Source listing
---------------

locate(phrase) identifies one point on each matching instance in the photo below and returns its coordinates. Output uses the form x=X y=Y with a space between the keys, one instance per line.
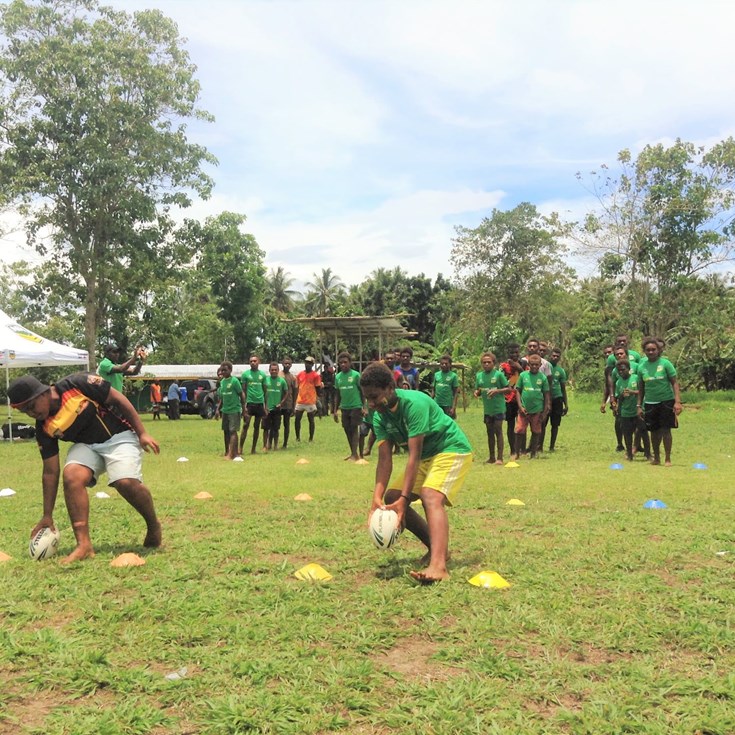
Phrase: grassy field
x=618 y=619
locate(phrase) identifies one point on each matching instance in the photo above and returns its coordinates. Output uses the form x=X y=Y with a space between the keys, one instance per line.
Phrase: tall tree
x=664 y=218
x=324 y=293
x=279 y=294
x=232 y=264
x=93 y=144
x=512 y=265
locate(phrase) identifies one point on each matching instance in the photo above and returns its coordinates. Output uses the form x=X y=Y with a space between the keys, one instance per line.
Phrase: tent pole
x=7 y=389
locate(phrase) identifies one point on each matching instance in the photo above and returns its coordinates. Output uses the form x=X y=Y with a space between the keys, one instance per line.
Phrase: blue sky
x=356 y=135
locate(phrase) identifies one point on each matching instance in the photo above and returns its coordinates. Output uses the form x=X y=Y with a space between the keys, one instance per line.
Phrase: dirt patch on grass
x=547 y=708
x=60 y=620
x=29 y=713
x=413 y=657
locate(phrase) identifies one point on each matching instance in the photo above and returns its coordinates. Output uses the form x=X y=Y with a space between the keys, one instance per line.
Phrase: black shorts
x=256 y=409
x=630 y=424
x=557 y=410
x=351 y=417
x=273 y=419
x=660 y=416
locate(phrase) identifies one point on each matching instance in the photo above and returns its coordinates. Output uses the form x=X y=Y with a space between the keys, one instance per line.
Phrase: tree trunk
x=90 y=321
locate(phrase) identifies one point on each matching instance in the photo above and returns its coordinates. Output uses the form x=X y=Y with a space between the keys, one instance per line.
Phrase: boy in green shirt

---------------

_EXERCISE BRIEF_
Copy out, word for word, the stretch of the listing above from its first line through the line containing "x=356 y=135", and leave the picture out.

_THE ANSWER_
locate(phrase) identifies one point on each matching instance in the photo below and returns its coordinates. Output uses the form x=X y=Y with a space between the keys, one instance per line.
Phrase: grassy field
x=618 y=619
locate(phrase) identifies one point on each matching instance in the photo above and returns its coordinates. Output uses the form x=X y=Y with a space between the keys, one instance per line.
Phrase: tall tree
x=664 y=218
x=324 y=293
x=279 y=294
x=232 y=264
x=93 y=144
x=512 y=265
locate(phrase) identifies one point on each matching instance in the photo above and returns its coordinates. Output uses the form x=X y=Y with a space between the keys, one instance per line.
Phrase: tent pole
x=7 y=389
locate(phrase) identifies one point on each matching instance in the photo above and returns its coordinates. Output uses the form x=X y=Y with a space between the keys, one instance per line.
Phrase: blue sky
x=356 y=135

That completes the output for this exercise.